- **STORED DATA**
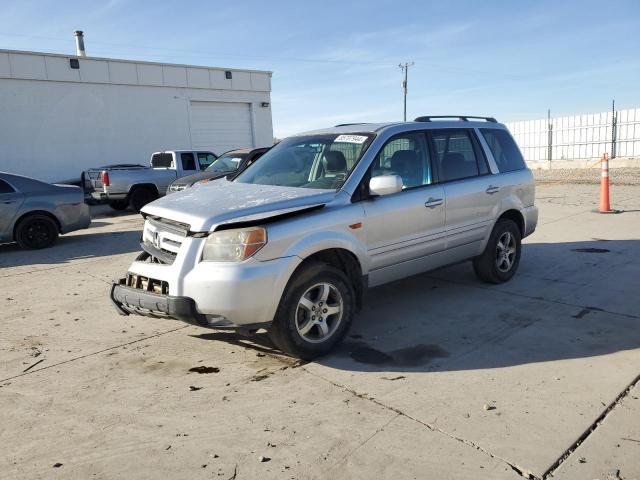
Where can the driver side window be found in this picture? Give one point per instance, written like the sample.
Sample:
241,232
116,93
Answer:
406,155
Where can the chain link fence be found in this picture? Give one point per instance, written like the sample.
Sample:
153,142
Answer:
579,137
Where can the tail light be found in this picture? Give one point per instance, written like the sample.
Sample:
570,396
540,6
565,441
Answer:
104,178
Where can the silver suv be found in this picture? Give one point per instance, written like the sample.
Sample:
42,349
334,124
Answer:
293,242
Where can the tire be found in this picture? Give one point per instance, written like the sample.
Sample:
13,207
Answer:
295,328
36,231
498,264
140,197
119,204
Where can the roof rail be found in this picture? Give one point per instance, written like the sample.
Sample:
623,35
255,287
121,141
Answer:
464,118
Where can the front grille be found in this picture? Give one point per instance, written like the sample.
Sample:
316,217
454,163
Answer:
148,284
163,238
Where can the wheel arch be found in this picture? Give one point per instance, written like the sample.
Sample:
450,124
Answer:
36,212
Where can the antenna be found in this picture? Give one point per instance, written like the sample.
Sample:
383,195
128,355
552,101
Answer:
405,69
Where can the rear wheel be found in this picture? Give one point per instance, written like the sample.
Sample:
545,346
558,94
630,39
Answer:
501,257
315,312
119,204
36,231
140,197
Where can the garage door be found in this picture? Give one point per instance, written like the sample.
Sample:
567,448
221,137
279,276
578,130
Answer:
220,126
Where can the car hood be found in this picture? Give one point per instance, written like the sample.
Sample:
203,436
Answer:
207,205
196,177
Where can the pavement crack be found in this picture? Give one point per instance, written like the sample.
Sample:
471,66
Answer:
30,371
523,472
532,297
592,428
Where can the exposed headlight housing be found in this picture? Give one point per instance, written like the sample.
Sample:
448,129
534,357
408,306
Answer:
234,245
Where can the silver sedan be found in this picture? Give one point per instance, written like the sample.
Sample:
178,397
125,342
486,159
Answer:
34,213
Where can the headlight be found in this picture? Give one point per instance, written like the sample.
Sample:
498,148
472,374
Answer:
234,245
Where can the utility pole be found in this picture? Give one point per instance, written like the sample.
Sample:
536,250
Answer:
405,69
614,118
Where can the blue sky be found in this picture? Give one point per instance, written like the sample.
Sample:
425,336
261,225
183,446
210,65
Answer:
337,61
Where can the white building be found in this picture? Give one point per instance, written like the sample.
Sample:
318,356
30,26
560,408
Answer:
62,114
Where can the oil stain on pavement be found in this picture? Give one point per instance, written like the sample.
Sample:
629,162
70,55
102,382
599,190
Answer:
415,356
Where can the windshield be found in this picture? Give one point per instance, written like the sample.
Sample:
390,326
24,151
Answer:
227,162
312,161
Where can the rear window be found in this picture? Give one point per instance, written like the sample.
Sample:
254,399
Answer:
455,155
160,160
504,149
5,187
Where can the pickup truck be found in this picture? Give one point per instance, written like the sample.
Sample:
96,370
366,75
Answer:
122,186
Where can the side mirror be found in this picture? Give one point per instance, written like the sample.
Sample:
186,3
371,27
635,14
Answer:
385,185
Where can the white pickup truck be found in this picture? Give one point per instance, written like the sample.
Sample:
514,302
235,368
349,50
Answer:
122,186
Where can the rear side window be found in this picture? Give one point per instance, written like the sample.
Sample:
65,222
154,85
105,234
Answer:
5,187
406,155
188,162
504,149
160,160
456,155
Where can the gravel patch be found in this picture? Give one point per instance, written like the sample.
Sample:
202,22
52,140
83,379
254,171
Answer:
589,176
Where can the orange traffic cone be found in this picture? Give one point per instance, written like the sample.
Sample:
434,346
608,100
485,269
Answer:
605,206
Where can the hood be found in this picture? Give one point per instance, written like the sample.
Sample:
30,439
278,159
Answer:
209,204
196,177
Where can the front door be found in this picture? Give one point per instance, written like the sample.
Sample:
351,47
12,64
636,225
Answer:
405,228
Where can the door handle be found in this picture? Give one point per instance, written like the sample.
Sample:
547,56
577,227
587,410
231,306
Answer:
433,202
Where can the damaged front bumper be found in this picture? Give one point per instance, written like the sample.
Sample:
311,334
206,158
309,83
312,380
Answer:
129,300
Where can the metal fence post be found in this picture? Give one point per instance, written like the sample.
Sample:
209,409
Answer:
549,137
614,122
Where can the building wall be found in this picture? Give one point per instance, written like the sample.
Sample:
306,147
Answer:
56,122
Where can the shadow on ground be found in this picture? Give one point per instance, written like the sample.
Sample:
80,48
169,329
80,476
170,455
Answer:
568,300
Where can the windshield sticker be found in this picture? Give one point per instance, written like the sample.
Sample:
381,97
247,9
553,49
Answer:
351,139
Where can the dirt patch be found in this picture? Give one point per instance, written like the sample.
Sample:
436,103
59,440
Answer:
202,369
415,356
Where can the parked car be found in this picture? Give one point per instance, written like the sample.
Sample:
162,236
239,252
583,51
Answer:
34,213
226,164
292,243
123,186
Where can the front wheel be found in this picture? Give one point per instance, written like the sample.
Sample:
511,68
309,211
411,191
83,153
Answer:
315,312
501,257
36,231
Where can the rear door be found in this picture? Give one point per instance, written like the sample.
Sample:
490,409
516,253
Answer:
468,188
205,159
404,229
10,202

- **AIM OF THE TASK**
Each record above is to be restated exactly, with its pictures removed from the copy.

- **RESULT OF THE TASK**
Where can the driver side window be found in this picture? Give one point per instance, written like the sample.
Sample:
241,232
116,93
Answer:
406,155
Where can the chain link fence be found in this picture? Give one point per instance, written like the sample.
Sample:
153,142
Answer:
579,137
Where can the tail light be found in this picture? Give one point per instance, written like the sample.
Sample:
570,396
540,6
565,441
Answer:
104,178
Where can the silver suv be found in this picture? Give one point per instance, written like the sample.
Sample:
42,349
334,124
Answer:
293,242
Where can the tire be found in this picture? Give one point per instance, written like the sample.
Sample:
13,207
Answer:
295,328
36,231
498,264
140,197
119,204
Where can the roof rail be found in this picture? Give one point per instance, written like the sample.
Sample:
623,35
255,287
121,141
Answer:
464,118
Where can the front grille be found in this picture? Give one point per instance, written like the sample.
Sample:
316,217
454,163
Answer:
148,284
163,238
Where can the wheel arch be found in this picture? Give one point per instance, written like the sample.
Sample:
450,124
Answer:
36,212
Where can the antenna be found in this picture? Give one point per instance, written like the sample.
Sample:
383,195
128,355
552,101
Answer:
405,69
Where can the rear wheel be found in this picture? Give one point per instance, written like the sample.
Sample:
545,346
558,94
630,39
Answer:
501,257
315,312
119,204
36,231
140,197
Where can the garage door be found in this picture? Give one point per instance, written like the sample.
Sample:
567,448
221,137
279,276
578,130
Answer:
220,126
Where can the car hood be found in this picture? Give one point per instance, written like the sample.
Sample:
203,436
Answer:
207,205
196,177
Where can the pavement crack be found in this picture? Give one point per instance, written like the sample.
Sample:
471,66
Answer:
30,371
523,472
532,297
592,428
Where can the exposed headlight housing be found in this picture? Give one point per instance, written like the sample.
Sample:
448,129
534,357
408,306
Answer:
234,245
Where can the silver sedan be found in this picture? Give one point per instance, written like the sample.
Sample:
178,397
125,342
486,159
Answer:
34,213
Where can the headlight be found in this picture? Give one point per instance, written like the sample.
Sample:
498,148
472,374
Answer:
234,245
Where can the utility pole be found in this picture? Give one point per instance, written like the sample.
Sample:
536,250
Answer:
405,69
614,118
Where can the blue sky be found in this picture? Give one point per instance, written like the sample.
Sample:
425,336
261,225
183,446
210,65
Answer:
337,61
Where can the white building be found in this picture? Give one point per instance, written like the sample.
Sample:
318,356
30,26
560,408
Answer:
62,114
Where can the oil stain on pavement be found in this picture? Give one point per instance, written like the sample.
Sample:
629,162
70,55
102,382
599,190
Answer:
415,356
Where can the windshield be found in this picture? Give one point per instance, written like the sample.
Sample:
390,326
24,151
Answer:
227,162
312,161
Where can the rear window be found in this picture? Give one point per instance, written like the sample.
Sample:
254,399
Answer:
455,155
160,160
504,149
5,187
Where can the pickup truck be found in this picture? Give one point per instance, written like the sample.
Sample:
96,370
366,75
Answer:
122,186
Where can the side mirror be found in this picture? Give one point per instance, written like the sample.
Sample:
186,3
371,27
635,14
Answer:
385,185
Where can the white pickup truck be found in this picture? Give one point per instance, written like the sample.
Sample:
514,302
235,368
349,50
Answer:
122,186
Where can the rear side window be found in this picture? Give one point per instance, written like the sample.
Sample:
65,222
154,85
105,234
Answer:
5,187
406,155
188,162
504,149
160,160
456,155
Where can the gravel patch be found in this picture? Give one point per instance, written like the sample.
Sample:
202,22
52,140
83,379
254,171
Answer:
589,176
Where can the orange traffic cone be found in this picture? Give one point per instance, written like the sample.
Sample:
434,346
608,100
485,269
Answer:
605,206
Where can the hood be found in this picture? Give one point per instance, written like the sample.
Sample:
30,439
278,159
Answer:
209,204
196,177
Where can the front door be found in this picture? Give one point per instance, written like the sample.
Sample:
351,47
12,64
636,225
Answer:
405,228
Where can the door handle be found in this picture? Give one point per instance, written like the sample.
Sample:
547,56
577,227
587,410
231,306
Answer:
433,202
Where can the damaged front bumper be found in this picture? Give one point per instance, written like the sample.
Sample:
311,334
206,158
309,83
312,380
Answer:
129,300
Where can the metal fence post be found in this picture? Give one point per instance, written like the sample.
Sample:
209,409
Answer:
549,137
614,122
Where can the building wall be found in this picture? Give one point per instance, written like the sample.
Sample:
306,147
Answer:
56,122
Where can the shadow on ground be found in this picture? Give one point per instance, written like the sample.
Sample:
80,48
169,329
80,476
170,455
Answer:
568,300
Where can the windshield sticker be found in this picture? Give one point per instance, written like the sample.
Sample:
381,97
247,9
553,49
Answer:
351,139
Where can the dirt patch be found in this picture? Give one point per instance, written like the sample.
Sample:
436,103
59,440
Answer:
202,369
415,356
Where can the parked car be found in this picture? Give one point per instance, written like the sample.
Sample:
162,236
239,252
583,51
Answer:
34,213
226,164
292,243
123,186
Where can the front wheel be found in this picture? Give one point per instance, written like the sample.
Sample:
511,68
309,211
411,191
83,153
Answer:
315,312
501,257
36,231
Where can the rear door be found in this picture? Give one point per instance, written like the sample.
Sample:
490,409
516,253
Answer:
468,188
205,159
404,229
10,202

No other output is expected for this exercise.